*TASK*. Whenever an image turns up, omit it and return the remaining data exactly.

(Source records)
◇ ◇ ◇ ◇

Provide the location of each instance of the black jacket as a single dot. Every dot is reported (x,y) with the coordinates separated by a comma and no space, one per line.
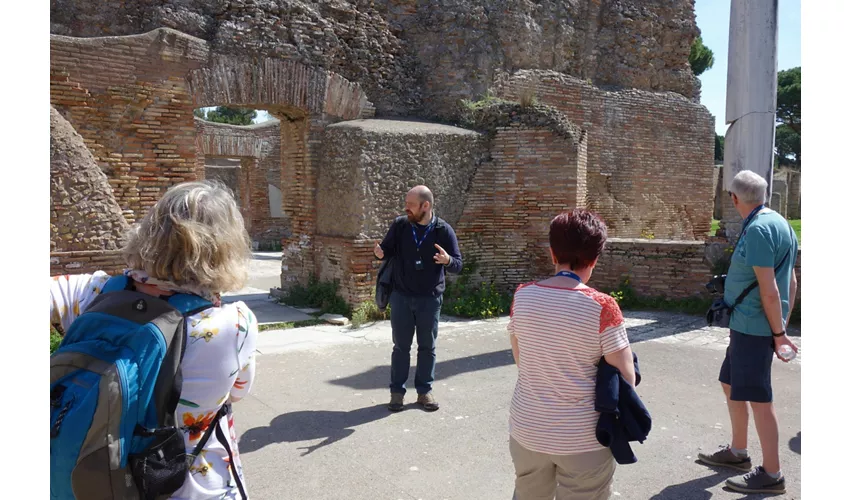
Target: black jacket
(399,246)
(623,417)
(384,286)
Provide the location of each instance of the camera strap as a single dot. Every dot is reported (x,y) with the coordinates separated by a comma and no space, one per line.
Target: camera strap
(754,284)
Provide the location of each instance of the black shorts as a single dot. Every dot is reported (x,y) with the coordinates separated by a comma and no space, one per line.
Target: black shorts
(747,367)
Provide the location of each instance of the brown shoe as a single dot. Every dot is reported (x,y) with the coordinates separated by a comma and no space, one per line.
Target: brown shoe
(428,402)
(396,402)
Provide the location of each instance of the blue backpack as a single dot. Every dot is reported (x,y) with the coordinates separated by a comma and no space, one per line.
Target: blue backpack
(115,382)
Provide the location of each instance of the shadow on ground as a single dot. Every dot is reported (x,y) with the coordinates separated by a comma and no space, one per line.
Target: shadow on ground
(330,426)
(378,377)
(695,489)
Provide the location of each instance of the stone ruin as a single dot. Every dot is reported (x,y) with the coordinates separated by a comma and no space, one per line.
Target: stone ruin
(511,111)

◇ ◇ ◇ ◇

*ANSWER TO THIS TASK*.
Provide the location of each instance of the black jacket as a single dot. Every dot is reported (x,y) with the coordinates separated by a comma and no space, one per line.
Target: black jacket
(399,246)
(623,417)
(384,286)
Provide the location of each instance of the camera strap as a single dot. Every dot is reported (x,y) with the coordinates separated by a comma and no space, one per line.
Target: camera strap
(754,284)
Provide the location of each instance of the black shorts as a single dot. Every dot is reported (x,y) with the coordinates separated by a comma and no space, one per line.
Target: black shorts
(747,367)
Provide the location of each instance of the brown shoe as a single dot. Every dot is reported (x,y) with the coordinates separated by a comma and no space, one per line.
Target: brown shoe
(428,402)
(396,402)
Provide the location of each instance of the blue backpack as a single dot. Every dot is reported (x,y) with the coordinates separated by a comma and no space, one per line.
Target: blue backpack
(115,382)
Provide the location of each instance of the shadow on ground as a single dot. Every dot is reported (x,y) with the coordinates separated by a comma and no space, one per line.
Target: shadow on ground
(330,426)
(378,377)
(695,489)
Provide the location of each instance of the stone ruin as a single dot. Every dot is reported (x,y) with the coordinates separated by a comma and no space, one per line.
Target: stone ruin
(511,111)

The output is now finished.